REQUEST: Copy out the lines below, from the line holding "Wildlife camera-trap request: tag the man's hand" through the line holding "point(30, 53)", inclusive, requests included. Add 25 to every x and y coordinate in the answers and leave everything else unchanged.

-- START DATASET CONTENT --

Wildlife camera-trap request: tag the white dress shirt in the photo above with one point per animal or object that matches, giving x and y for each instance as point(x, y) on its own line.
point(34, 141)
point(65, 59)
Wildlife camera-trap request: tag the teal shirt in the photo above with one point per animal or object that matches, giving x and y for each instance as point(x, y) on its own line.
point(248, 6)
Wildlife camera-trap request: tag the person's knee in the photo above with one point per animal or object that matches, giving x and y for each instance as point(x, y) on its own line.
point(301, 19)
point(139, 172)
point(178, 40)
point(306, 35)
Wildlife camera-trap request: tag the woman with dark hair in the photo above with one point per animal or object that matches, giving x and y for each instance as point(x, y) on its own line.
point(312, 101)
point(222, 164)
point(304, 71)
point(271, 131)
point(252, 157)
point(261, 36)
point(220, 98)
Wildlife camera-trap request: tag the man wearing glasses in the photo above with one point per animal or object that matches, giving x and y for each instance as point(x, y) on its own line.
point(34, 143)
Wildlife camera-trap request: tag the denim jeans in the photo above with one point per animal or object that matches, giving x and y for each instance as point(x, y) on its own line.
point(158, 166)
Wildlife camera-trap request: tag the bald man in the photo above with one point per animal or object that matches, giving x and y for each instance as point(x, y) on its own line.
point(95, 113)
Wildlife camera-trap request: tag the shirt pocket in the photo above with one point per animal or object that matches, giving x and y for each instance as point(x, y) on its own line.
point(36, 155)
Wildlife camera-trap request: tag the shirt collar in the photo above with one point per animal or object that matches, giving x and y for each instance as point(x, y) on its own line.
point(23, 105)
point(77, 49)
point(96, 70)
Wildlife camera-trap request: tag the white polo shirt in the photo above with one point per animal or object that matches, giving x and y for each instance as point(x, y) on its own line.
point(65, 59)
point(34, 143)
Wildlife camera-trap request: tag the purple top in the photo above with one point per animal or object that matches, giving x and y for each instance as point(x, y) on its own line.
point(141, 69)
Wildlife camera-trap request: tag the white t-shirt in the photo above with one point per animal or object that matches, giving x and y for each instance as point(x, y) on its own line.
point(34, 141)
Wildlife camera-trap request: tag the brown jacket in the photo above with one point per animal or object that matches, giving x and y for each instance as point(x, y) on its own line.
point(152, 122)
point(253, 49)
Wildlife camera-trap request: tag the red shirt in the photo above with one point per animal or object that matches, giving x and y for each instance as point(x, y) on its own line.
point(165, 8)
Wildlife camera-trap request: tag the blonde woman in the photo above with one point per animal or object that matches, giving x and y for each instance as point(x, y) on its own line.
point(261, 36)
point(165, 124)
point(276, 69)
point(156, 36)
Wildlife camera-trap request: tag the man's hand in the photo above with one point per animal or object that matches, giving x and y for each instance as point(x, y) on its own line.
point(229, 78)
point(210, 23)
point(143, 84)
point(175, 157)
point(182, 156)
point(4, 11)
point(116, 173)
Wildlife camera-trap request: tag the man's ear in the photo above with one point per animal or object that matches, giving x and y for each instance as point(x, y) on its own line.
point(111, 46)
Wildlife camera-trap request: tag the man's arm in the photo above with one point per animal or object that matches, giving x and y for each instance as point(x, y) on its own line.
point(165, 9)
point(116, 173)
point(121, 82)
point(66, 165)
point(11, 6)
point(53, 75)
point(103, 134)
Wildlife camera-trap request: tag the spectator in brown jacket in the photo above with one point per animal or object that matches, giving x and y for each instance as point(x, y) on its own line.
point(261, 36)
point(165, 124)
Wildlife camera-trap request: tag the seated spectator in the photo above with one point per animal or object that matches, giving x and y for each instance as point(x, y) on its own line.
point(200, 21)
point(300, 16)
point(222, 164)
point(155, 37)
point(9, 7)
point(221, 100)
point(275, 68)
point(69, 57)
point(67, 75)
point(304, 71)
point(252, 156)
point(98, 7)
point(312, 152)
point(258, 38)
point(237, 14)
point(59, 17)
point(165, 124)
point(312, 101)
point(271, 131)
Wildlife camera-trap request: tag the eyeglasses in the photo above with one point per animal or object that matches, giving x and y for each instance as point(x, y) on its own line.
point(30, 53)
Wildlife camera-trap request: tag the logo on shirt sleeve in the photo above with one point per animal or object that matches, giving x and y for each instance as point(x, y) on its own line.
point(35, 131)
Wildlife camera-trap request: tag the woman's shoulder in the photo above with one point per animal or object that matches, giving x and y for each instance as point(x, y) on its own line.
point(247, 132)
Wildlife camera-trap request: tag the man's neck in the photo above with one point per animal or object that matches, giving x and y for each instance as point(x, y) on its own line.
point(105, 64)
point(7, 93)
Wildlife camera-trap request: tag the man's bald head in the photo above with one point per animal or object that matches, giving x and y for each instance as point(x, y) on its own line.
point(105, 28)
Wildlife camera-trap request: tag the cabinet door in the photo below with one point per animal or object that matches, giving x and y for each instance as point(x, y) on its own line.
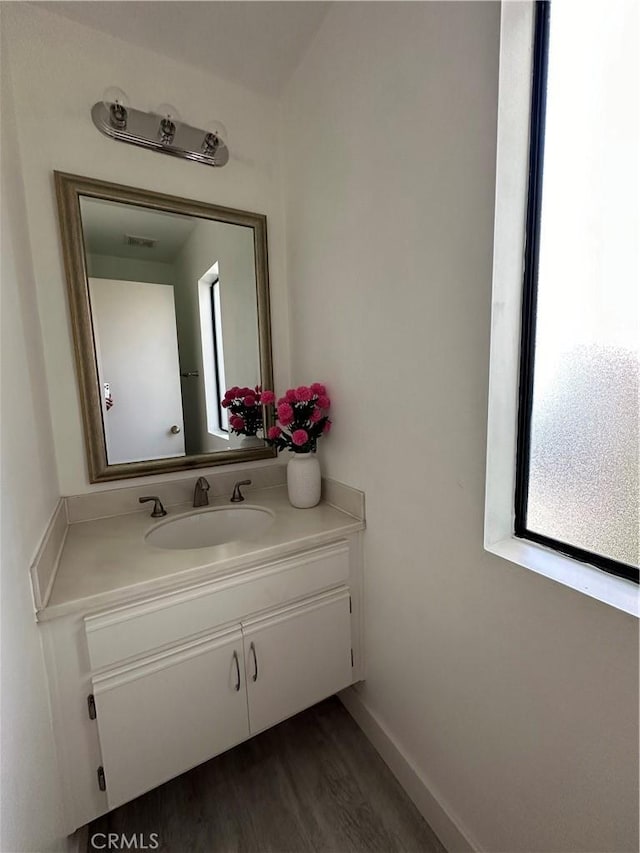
point(164, 715)
point(296, 657)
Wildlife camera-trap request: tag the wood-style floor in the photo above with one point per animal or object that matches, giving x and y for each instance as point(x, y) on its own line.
point(313, 783)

-- END DATASET CONTENT --

RESPONSE:
Wildlife camera-trap request: tag the man's hand in the photo above with one point per animal or object that matches, giving x and y for each instance as point(x, y) on its own line.
point(254, 103)
point(235, 48)
point(168, 109)
point(200, 182)
point(207, 181)
point(29, 36)
point(141, 198)
Wildlife camera-trap request: tag the man's ear in the photo above with one point per animal or object that matches, giving x and y for each instance as point(x, y) on its own line.
point(136, 71)
Wildlife camera-trap request: tag the man's arm in the photo above with one point per animal or object that matches, giving x and y for each instance as point(x, y) on its own line.
point(190, 34)
point(141, 198)
point(146, 107)
point(91, 190)
point(36, 31)
point(78, 100)
point(128, 159)
Wildlife camera-trap request: tag the spectator in brown jacket in the photo above with one point per animal or object that matches, giving x and y for each instance as point(x, y) on its own line.
point(286, 61)
point(190, 149)
Wildlife camera-trap request: tag the seated spectator in the photo above with one point per animal or object that matches, giving x and y for each instance as point(x, y) on its own line.
point(225, 46)
point(325, 41)
point(247, 189)
point(180, 62)
point(34, 32)
point(246, 125)
point(300, 93)
point(94, 82)
point(92, 100)
point(329, 96)
point(277, 181)
point(123, 32)
point(337, 177)
point(283, 63)
point(262, 39)
point(84, 42)
point(190, 149)
point(337, 126)
point(296, 156)
Wildlife camera-trap request: tag the eyeglasses in the photo above with one point per animal or object that matches, giving x and y for each instance as point(x, y) on its own line.
point(55, 78)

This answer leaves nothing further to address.